---------- Data to use

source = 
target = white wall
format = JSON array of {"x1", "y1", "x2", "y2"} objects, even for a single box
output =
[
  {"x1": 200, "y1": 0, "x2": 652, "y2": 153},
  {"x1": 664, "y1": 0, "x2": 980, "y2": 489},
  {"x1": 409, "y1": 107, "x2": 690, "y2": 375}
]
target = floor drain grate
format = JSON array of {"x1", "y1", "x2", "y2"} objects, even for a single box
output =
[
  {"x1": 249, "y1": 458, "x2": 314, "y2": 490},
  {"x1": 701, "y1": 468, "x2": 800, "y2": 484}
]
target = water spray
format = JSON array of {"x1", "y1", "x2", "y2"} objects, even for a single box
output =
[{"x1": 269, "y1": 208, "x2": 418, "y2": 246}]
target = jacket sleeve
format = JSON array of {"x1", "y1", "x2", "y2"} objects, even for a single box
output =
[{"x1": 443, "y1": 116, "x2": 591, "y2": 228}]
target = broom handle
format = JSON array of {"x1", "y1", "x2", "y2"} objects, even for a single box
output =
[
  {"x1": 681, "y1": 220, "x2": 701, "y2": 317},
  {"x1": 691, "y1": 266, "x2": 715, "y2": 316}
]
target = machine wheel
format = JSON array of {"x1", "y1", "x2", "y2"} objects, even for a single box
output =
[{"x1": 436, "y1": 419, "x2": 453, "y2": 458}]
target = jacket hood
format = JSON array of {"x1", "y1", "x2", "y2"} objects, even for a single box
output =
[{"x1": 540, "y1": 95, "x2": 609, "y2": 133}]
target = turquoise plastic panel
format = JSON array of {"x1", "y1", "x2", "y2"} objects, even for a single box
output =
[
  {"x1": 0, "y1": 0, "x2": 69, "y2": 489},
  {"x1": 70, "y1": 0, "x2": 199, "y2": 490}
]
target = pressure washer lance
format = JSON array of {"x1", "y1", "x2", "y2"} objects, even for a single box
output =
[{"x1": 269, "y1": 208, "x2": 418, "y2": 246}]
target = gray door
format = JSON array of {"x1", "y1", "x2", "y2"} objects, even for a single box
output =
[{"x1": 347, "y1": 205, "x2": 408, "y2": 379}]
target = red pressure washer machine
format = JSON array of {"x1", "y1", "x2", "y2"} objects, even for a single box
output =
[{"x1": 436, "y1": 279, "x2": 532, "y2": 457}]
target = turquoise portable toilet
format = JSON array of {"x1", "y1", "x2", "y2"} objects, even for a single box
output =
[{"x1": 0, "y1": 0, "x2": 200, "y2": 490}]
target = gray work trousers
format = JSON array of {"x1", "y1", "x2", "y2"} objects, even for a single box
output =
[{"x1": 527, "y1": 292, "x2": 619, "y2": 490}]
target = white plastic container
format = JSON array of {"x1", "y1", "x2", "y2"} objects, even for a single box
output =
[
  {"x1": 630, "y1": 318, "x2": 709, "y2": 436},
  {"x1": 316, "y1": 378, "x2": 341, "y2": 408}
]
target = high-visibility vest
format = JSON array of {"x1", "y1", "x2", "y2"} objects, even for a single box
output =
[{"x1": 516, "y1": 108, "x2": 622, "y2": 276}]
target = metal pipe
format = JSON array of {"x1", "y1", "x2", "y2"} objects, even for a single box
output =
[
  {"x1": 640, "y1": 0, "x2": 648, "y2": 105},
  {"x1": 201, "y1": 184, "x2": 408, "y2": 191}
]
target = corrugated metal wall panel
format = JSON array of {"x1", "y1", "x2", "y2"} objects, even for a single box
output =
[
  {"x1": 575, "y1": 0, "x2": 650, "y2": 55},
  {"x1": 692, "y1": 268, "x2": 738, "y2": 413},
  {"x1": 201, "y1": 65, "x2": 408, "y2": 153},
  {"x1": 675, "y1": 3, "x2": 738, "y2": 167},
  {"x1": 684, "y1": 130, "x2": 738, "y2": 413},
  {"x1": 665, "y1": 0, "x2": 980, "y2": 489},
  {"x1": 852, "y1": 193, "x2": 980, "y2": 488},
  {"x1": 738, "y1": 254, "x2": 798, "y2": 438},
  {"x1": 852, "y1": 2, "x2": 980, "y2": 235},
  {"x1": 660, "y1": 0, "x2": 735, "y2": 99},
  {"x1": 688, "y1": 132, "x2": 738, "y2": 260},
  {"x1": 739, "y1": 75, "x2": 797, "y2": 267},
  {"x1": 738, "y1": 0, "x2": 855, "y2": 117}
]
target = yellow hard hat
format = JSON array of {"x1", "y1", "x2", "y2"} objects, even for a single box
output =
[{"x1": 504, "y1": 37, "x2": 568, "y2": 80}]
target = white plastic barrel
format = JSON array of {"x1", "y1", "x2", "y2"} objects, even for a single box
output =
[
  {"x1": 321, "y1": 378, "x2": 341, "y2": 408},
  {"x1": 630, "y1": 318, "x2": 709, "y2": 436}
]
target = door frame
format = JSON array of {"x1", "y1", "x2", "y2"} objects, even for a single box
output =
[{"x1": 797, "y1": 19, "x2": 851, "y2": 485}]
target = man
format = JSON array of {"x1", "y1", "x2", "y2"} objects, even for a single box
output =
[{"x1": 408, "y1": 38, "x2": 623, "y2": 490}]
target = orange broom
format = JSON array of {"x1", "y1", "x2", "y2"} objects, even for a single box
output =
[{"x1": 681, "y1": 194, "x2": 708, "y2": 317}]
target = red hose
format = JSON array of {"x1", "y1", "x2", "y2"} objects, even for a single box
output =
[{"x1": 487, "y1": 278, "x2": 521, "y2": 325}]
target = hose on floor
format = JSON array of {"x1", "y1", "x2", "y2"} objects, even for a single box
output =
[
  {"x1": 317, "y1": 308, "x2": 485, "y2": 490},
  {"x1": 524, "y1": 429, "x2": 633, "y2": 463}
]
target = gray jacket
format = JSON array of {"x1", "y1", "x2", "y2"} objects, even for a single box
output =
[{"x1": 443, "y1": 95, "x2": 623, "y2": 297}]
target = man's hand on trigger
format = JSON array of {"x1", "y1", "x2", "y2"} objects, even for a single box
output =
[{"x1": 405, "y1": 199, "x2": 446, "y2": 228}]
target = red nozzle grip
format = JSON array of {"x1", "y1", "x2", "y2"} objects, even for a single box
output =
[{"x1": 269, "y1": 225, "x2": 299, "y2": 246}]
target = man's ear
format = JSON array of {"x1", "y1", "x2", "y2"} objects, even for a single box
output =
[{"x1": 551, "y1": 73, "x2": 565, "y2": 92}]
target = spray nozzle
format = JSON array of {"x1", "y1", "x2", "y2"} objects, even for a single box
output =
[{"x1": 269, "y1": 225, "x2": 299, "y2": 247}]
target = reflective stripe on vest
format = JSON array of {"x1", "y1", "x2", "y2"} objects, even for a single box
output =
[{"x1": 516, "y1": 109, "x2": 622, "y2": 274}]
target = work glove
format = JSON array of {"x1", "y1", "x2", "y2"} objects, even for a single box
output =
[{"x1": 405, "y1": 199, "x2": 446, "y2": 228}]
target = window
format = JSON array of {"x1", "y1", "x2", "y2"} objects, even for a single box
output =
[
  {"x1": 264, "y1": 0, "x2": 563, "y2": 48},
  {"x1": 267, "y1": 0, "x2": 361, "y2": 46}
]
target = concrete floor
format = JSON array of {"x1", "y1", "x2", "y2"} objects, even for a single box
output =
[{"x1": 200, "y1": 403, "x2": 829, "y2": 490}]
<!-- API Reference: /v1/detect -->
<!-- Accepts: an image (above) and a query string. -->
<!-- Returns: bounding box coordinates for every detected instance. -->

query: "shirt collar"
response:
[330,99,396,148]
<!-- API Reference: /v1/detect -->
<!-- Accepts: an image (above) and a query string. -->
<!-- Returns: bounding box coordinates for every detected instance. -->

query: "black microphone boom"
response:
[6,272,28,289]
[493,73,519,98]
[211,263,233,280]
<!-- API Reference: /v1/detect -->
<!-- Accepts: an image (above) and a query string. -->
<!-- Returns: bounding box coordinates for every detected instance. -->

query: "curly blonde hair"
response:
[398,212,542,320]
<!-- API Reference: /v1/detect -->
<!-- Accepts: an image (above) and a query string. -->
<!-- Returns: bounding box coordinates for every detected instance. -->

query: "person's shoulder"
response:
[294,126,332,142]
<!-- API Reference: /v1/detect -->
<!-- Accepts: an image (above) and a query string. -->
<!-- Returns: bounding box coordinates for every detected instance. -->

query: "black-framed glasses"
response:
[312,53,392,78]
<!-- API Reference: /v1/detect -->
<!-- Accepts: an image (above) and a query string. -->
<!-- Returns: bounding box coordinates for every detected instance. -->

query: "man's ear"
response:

--------------------

Return every line in the items above that contains the word "hose". Case counts, so skip lines where it appears only with different capitalization.

= Finished task =
target = red hose
target = hose on floor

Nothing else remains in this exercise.